◆ DESCRIÇÃO DO PROBLEMA
Reescreva todas as linhas a seguir, substituindo "each instance" por "every instance" e mantendo o resto sem alteração.

══ CONJUNTO DE DADOS

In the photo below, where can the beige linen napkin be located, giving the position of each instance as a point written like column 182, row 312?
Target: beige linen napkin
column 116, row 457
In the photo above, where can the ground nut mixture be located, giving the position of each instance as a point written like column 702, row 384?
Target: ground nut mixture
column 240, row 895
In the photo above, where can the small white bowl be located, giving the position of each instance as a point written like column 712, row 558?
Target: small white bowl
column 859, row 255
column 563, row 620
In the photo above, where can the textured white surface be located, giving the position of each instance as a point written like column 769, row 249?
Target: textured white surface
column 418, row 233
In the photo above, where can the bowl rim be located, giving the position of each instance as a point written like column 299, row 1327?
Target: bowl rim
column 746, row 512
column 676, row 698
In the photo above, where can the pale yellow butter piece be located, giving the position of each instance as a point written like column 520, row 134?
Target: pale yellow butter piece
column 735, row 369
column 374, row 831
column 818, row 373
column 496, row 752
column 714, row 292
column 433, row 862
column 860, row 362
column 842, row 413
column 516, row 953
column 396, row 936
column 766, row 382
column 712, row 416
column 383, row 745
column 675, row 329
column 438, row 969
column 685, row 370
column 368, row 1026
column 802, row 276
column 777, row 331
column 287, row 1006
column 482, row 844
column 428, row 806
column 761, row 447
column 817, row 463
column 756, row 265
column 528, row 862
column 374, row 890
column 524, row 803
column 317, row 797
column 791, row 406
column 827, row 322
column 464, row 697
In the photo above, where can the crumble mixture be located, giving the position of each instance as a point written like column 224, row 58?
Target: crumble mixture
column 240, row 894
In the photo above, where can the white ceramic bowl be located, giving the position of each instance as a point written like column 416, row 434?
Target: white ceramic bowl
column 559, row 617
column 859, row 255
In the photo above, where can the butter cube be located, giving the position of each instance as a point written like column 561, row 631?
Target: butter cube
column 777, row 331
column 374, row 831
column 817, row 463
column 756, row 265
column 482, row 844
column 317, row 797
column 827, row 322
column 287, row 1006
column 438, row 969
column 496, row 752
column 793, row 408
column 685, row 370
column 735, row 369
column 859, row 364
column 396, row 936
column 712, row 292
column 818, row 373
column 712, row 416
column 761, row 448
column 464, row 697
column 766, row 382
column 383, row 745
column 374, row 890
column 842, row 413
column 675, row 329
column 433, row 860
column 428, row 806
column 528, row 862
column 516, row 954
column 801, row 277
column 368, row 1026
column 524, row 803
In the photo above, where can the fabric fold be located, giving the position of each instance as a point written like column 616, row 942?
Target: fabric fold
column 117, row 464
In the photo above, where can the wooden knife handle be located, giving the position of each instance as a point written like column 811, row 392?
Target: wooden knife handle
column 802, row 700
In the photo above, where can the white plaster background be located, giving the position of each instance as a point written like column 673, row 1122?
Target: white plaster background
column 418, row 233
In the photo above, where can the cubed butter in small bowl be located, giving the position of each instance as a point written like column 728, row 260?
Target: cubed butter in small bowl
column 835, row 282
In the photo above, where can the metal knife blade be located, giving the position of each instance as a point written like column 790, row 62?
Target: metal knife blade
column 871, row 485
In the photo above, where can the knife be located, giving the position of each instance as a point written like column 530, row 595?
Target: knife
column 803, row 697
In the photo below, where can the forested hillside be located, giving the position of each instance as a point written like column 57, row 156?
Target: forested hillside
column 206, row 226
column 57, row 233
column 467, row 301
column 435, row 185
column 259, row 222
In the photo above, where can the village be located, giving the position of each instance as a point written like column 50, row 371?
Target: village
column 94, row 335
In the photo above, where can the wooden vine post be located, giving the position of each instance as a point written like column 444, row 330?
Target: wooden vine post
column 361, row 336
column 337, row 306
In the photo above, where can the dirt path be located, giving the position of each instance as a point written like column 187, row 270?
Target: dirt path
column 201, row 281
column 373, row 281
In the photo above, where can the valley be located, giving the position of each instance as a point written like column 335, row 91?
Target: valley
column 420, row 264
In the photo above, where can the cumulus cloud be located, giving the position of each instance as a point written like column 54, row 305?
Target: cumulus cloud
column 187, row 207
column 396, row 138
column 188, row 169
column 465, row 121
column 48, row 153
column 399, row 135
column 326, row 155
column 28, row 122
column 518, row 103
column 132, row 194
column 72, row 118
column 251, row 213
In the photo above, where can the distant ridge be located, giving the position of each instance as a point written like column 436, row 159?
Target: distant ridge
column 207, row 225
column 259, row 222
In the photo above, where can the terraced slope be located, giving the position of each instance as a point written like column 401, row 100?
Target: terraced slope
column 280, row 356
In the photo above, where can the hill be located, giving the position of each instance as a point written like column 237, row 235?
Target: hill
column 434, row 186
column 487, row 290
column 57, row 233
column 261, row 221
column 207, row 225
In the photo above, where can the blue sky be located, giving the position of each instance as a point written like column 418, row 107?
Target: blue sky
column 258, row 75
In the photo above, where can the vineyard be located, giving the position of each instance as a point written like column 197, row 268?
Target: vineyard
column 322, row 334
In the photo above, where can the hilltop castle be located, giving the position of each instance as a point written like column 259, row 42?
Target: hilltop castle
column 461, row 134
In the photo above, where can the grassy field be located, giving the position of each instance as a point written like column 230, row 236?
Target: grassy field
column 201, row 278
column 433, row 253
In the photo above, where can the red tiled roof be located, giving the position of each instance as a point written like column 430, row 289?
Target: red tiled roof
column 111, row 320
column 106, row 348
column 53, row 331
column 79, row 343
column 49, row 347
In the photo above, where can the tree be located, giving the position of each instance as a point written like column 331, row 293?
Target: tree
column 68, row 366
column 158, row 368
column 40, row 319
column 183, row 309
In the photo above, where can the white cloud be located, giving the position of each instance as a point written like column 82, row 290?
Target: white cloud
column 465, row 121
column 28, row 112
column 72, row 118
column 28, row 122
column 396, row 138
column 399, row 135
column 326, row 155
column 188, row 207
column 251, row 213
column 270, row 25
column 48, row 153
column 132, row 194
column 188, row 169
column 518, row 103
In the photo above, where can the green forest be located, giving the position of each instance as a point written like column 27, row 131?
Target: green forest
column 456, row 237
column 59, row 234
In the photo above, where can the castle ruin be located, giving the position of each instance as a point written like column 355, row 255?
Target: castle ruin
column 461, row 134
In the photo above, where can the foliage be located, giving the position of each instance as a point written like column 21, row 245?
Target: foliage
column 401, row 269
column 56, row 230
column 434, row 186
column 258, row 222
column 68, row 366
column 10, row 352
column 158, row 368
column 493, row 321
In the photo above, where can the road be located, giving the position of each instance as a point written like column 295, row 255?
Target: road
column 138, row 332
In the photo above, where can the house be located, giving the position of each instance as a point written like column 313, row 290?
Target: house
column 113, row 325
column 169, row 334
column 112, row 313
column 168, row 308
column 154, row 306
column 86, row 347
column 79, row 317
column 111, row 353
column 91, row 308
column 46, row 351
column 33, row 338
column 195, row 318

════

◆ RESULTADO
In the photo below, where can the beige linen napkin be located, giving the position of every instance as a point written like column 182, row 312?
Target: beige linen napkin
column 116, row 457
In the photo above, where can the ground nut mixture be located, giving the position of every instance as a point written like column 702, row 384?
Target: ground nut mixture
column 240, row 895
In the photo above, where can the small white bowl be located, giving the position of every instance as a point written like column 712, row 558?
Target: small white bowl
column 859, row 255
column 563, row 620
In the photo above, where can the textured white surface be located, giving the position of every instance as a point written like column 769, row 249?
Target: textured white surface
column 418, row 233
In the photo above, where can the bowl rim be located, giving the position of every instance as a point written like column 299, row 1327?
Target: bowl rim
column 746, row 512
column 676, row 698
In the photo above, where can the pale yellow butter piece be located, giving the position of every instance as a point written like column 520, row 134?
Target: pale yellow butter piece
column 735, row 369
column 374, row 831
column 818, row 373
column 496, row 752
column 714, row 292
column 433, row 862
column 860, row 362
column 842, row 413
column 516, row 953
column 396, row 936
column 766, row 382
column 712, row 416
column 383, row 745
column 675, row 329
column 438, row 969
column 685, row 370
column 368, row 1026
column 802, row 276
column 777, row 331
column 287, row 1006
column 482, row 844
column 428, row 806
column 761, row 447
column 817, row 463
column 756, row 265
column 528, row 862
column 374, row 890
column 524, row 803
column 317, row 797
column 791, row 406
column 827, row 322
column 464, row 697
In the photo above, where can the crumble mixture be located, giving the position of every instance as a point written like column 224, row 58?
Target: crumble mixture
column 240, row 894
In the photo above, where can the white ceramic bowl be located, giving the position of every instance as a point written like column 416, row 434?
Target: white ceramic bowl
column 559, row 617
column 859, row 255
In the photo above, where can the butter cube be located, giving the position of every instance as a point written like column 561, row 631?
Target: butter cube
column 777, row 331
column 374, row 831
column 817, row 463
column 756, row 265
column 482, row 844
column 317, row 797
column 827, row 322
column 287, row 1006
column 438, row 969
column 496, row 752
column 793, row 408
column 685, row 370
column 735, row 369
column 859, row 364
column 396, row 936
column 712, row 292
column 818, row 373
column 712, row 416
column 761, row 448
column 464, row 697
column 766, row 382
column 383, row 745
column 374, row 890
column 842, row 413
column 675, row 329
column 433, row 860
column 428, row 806
column 528, row 862
column 516, row 954
column 801, row 277
column 368, row 1026
column 524, row 803
In the photo above, where can the fabric fold be located, giving the position of every instance as a point written like column 616, row 942?
Target: fabric fold
column 117, row 464
In the photo above, where can the wooden knife handle be located, giving the position of every instance as a point written like column 811, row 392?
Target: wooden knife handle
column 802, row 700
In the photo above, where can the white plaster background be located, giving the position of every instance as a point written like column 673, row 1122?
Target: white plaster background
column 418, row 233
In the photo above, where can the cubed butter in small bowl be located, giving the position of every instance as a point written like column 728, row 260?
Target: cubed butter in small bowl
column 835, row 282
In the photo above, where can the metal knife blade be located, giving the position of every instance as a point written like column 790, row 62?
Target: metal knife blade
column 871, row 485
In the photo above, where can the knife be located, giving the position of every instance as a point written like column 530, row 595?
Target: knife
column 803, row 697
In the photo below, where can the forested hillside be located, giving the position of every instance as a point written like column 57, row 156?
Target: forested hillside
column 206, row 226
column 57, row 233
column 467, row 301
column 435, row 185
column 259, row 222
In the photo above, where can the village be located, giving the position of every instance as a point written like column 50, row 371?
Target: village
column 94, row 335
In the photo above, where can the wooden vine post be located, giving the position of every instance as a point written like column 444, row 330?
Target: wooden vine post
column 361, row 336
column 337, row 306
In the photo above, where can the dirt path be located, giving the position of every instance as a point written like column 187, row 270?
Target: dirt path
column 201, row 281
column 373, row 281
In the photo above, where can the valley be located, giving the position of every instance as a point written like column 335, row 91?
Target: valley
column 420, row 264
In the photo above, where can the cumulus cloud be located, giving the position of every instance as a point written like column 54, row 305?
Target: cumulus cloud
column 187, row 207
column 396, row 138
column 188, row 169
column 465, row 121
column 48, row 153
column 399, row 135
column 326, row 155
column 28, row 122
column 518, row 103
column 132, row 194
column 72, row 118
column 251, row 213
In the photo above, where can the distant ridge be located, giving the position of every instance as a point written like column 436, row 159?
Target: distant ridge
column 207, row 225
column 259, row 222
In the photo above, where can the terraced slope be located, giving the position of every instance as a point written like column 401, row 100?
Target: terraced slope
column 280, row 356
In the photo above, where can the hill be located, giving the position of every instance as a point written like column 237, row 235?
Target: hill
column 434, row 186
column 487, row 290
column 57, row 233
column 261, row 221
column 207, row 225
In the photo above, where can the blue sky be located, giving the position of every instance as a point written like column 418, row 107?
Target: blue sky
column 258, row 75
In the photo above, where can the vineyard be located, giving the position of every instance as a point written like column 197, row 268?
Target: vineyard
column 322, row 334
In the photo above, where can the hilltop castle be located, giving the position of every instance as a point written like column 259, row 42?
Target: hilltop castle
column 461, row 134
In the photo above, where can the grassy field be located, giving the position of every instance as a point written like column 230, row 236?
Target: grassy field
column 201, row 278
column 433, row 253
In the photo above, where can the red tiled roof be located, giving the position of every instance as a point written like column 430, row 289?
Target: red tiled roof
column 111, row 320
column 106, row 348
column 53, row 331
column 79, row 343
column 49, row 347
In the photo above, where can the tree be located, giving the position of every instance as a point written like column 331, row 293?
Target: tree
column 68, row 366
column 158, row 368
column 40, row 319
column 183, row 309
In the photo above, where can the white cloud be located, giving the position of every instance as a point written like column 82, row 290?
Target: white cloud
column 465, row 121
column 28, row 112
column 72, row 118
column 28, row 122
column 396, row 138
column 399, row 135
column 326, row 155
column 188, row 207
column 251, row 213
column 270, row 25
column 48, row 153
column 132, row 194
column 188, row 169
column 518, row 103
In the photo above, where can the green forest be located, giving the position of every instance as a point written like column 27, row 131?
Target: green forest
column 456, row 237
column 59, row 234
In the photo above, where can the castle ruin be located, giving the position of every instance as a point written like column 355, row 255?
Target: castle ruin
column 461, row 134
In the photo above, where can the foliage be located, giving the position of every instance as a point written like column 21, row 245?
Target: foliage
column 401, row 269
column 56, row 230
column 434, row 186
column 258, row 222
column 68, row 366
column 10, row 352
column 158, row 368
column 493, row 321
In the photo above, where can the road be located, giving the position of every instance as a point written like column 295, row 255?
Target: road
column 138, row 332
In the photo above, where can the house be located, giving the position of every instance as a point written like column 313, row 290?
Target: house
column 113, row 325
column 169, row 334
column 112, row 313
column 168, row 308
column 154, row 306
column 86, row 347
column 79, row 317
column 111, row 353
column 91, row 308
column 46, row 351
column 33, row 338
column 195, row 318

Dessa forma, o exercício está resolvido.